## Problem
Reproduce every entry exactly as written.

=== Data section ===

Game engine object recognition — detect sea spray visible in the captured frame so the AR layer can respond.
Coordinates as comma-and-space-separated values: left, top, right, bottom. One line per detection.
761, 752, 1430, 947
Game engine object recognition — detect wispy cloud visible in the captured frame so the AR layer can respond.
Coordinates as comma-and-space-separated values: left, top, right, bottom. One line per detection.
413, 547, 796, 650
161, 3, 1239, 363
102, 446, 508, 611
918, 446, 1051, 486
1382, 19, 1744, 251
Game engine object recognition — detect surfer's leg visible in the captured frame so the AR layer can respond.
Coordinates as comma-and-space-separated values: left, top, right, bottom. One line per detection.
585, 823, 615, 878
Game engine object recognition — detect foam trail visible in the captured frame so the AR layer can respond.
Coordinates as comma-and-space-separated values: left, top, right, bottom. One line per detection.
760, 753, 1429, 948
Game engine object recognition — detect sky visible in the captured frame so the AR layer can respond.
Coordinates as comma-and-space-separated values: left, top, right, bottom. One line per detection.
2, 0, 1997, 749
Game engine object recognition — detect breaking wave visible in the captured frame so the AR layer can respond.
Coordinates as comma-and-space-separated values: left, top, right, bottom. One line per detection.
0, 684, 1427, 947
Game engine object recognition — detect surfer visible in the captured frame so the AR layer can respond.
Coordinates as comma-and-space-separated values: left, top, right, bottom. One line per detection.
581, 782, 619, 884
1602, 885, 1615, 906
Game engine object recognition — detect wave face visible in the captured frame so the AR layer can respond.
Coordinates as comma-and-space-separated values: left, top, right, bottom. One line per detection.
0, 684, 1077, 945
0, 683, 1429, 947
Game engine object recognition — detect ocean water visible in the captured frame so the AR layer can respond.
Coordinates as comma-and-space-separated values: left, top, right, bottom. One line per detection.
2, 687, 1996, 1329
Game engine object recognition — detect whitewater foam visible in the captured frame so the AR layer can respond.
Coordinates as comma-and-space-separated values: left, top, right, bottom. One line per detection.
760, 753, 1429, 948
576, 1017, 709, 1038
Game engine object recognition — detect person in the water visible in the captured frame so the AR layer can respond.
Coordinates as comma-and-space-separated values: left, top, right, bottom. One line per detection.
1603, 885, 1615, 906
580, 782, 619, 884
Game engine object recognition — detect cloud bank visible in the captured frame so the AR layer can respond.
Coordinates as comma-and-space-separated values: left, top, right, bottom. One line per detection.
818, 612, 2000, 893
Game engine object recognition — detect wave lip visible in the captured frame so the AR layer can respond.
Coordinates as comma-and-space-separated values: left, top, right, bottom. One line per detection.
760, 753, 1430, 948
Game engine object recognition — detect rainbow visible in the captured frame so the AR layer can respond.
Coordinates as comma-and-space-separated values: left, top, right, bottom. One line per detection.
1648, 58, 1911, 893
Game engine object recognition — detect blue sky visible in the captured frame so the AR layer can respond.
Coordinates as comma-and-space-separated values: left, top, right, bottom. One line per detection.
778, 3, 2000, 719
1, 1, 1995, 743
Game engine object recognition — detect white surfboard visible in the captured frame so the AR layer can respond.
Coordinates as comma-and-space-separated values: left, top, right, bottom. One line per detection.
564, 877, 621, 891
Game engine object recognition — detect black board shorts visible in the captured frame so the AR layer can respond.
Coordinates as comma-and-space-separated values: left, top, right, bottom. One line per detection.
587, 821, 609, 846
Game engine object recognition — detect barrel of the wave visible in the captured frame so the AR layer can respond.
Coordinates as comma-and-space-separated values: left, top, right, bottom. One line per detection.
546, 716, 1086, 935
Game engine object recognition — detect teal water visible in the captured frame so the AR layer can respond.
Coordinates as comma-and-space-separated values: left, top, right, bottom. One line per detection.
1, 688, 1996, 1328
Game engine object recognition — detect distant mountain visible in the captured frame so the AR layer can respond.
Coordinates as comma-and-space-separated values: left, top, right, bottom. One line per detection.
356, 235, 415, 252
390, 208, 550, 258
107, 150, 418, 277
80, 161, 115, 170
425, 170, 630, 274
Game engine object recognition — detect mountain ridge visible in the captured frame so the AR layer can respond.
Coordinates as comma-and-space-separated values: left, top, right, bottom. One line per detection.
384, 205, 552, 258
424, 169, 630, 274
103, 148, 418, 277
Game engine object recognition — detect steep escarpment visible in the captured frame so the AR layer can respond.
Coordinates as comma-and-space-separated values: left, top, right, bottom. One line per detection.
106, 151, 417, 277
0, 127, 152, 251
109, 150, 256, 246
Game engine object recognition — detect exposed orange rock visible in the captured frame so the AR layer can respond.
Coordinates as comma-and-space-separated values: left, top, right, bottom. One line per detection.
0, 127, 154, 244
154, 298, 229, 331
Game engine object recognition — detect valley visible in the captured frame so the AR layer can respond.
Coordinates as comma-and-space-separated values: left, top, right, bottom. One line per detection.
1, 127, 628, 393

===

## Answer to this problem
Game engine object recognition — detect sea spray visible in the captured frame so the AR layer can respond.
Coordinates as comma-and-space-separated values: left, top, right, bottom. One line per detection.
761, 752, 1430, 947
Game engine object recognition — detect wispy cloud visible in the captured frame so the AR layer can respond.
Coordinates as comma-and-space-separated values: left, top, right, bottom. One line per detection.
413, 547, 796, 650
161, 3, 1239, 363
102, 446, 508, 611
918, 446, 1051, 486
1382, 19, 1744, 251
Game engine object recognition — detect surfer's leg visible in the captured frame so the AR layer can respond.
Coordinates as comma-and-space-separated values: left, top, right, bottom. One line per detection.
585, 823, 615, 878
Game engine object recognition — detect foam trail visible in the captured frame so the AR layer can respond.
Coordinates as comma-and-space-separated values: left, top, right, bottom. One line per detection.
760, 753, 1429, 948
Game engine object recognition — detect sky visible in the captured frame so the AR layer can respond.
Coordinates as comma-and-space-separated values: left, top, right, bottom. One line per detection.
2, 0, 1997, 749
Game engine object recognition — detect breaking wave visible in the captured frame so the AR layer can respond.
Coordinates as comma-and-space-separated values: left, top, right, bottom. One line per detection.
0, 684, 1427, 947
Game engine object recognition — detect surfer visible in the captured frame so the AR layer can respond.
Coordinates as comma-and-space-separated values: left, top, right, bottom. One line per detection.
581, 782, 619, 884
1602, 885, 1615, 906
Game engine object recognition — detect wave face visible in the captured frame so the AR layer can respond.
Coordinates as comma-and-space-separated values: left, top, right, bottom. One line per detection.
0, 684, 1077, 945
0, 683, 1429, 947
Game engine object recognition — detect ocean water visible in the captured frame so the AR layer can respond.
Coordinates as comma-and-space-separated values: left, top, right, bottom. One line per detection.
2, 687, 1996, 1329
Game engine object recognition — detect whitewater foam visible in the captured frame so the AR layer can respond.
Coordinates as comma-and-space-separated values: left, top, right, bottom. One line per detection.
760, 753, 1429, 948
576, 1017, 709, 1038
Game engine object recognition — detect person in the water visible in the captured frame so the AR layer can respond.
Coordinates as comma-and-space-separated values: left, top, right, bottom. One line per detection.
1603, 885, 1615, 906
580, 782, 619, 884
Game engine object recognition — detect cloud bank visible in the captured frame so the AR layer can respond.
Coordinates as comma-and-space-separated values: left, top, right, bottom. One line per detection.
818, 612, 2000, 893
Game engine object recognition — detect wave lip visible in the captured frame so the AR layer can respond.
Coordinates as comma-and-space-separated values: left, top, right, bottom. One line per detection.
760, 753, 1430, 948
Game engine object recognition — detect rainbow visible in the captured frame so the AR layer can respond.
Coordinates as comma-and-space-separated values: left, top, right, bottom. One line per detection.
1648, 58, 1911, 893
Game engine object recognition — detect blue sky visible in the captured frame so the AR layer can respond.
Coordinates as comma-and-space-separated values: left, top, right, bottom. One line per detection.
778, 3, 2000, 719
1, 1, 1995, 743
Game engine object recognition — detect white surfboard visible in the captured frame so the AR layer can respond.
Coordinates as comma-and-space-separated values: left, top, right, bottom. One line per detection.
564, 877, 621, 891
Game engine object recognition — detect black board shorts visible in the captured frame so the AR layer can respond.
Coordinates as comma-and-space-separated values: left, top, right, bottom. One line per detection.
587, 821, 609, 846
Game engine object recognition — detect barrel of the wave visible in the captured frame so the AR layer can respond.
Coordinates as comma-and-space-separated values: left, top, right, bottom. One line per detection.
546, 716, 1086, 935
Game engine object recognition — detect teal water visible in the captured frame so the AR layer can respond.
Coordinates as comma-and-space-separated values: left, top, right, bottom. One line per detection.
1, 688, 1996, 1328
Game engine object recognition — detect distant mountain visible in the captured frame so the AR layer can respond.
Coordinates as comma-and-space-separated values: left, top, right, bottom. One line per detection.
356, 235, 415, 252
390, 208, 550, 258
107, 150, 418, 277
80, 161, 115, 170
425, 170, 630, 274
Game engine object recognition — detect mountain ridge visible in the captured frame so the AR layer can respond.
Coordinates as comma-and-space-separated values: left, top, right, bottom. One line per detection.
384, 205, 552, 258
424, 169, 630, 274
103, 148, 418, 277
Game engine object recognition — detect steep escarpment visible in the captured frame so the AR layer can respond.
Coordinates as comma-and-space-separated values: left, top, right, bottom. One line per detection.
106, 151, 417, 277
0, 127, 152, 251
109, 150, 256, 246
Game engine object recognition — detect exposed orange rock visible in the captured frame so the AR layer can respond.
Coordinates as comma-and-space-separated values: left, top, right, bottom. One line per detection.
0, 127, 154, 244
154, 298, 229, 331
Game engine object recognition — detect valley visible in the captured frame so the AR layer can respond.
Coordinates as comma-and-space-separated values: left, top, right, bottom. One line per detection.
1, 127, 628, 393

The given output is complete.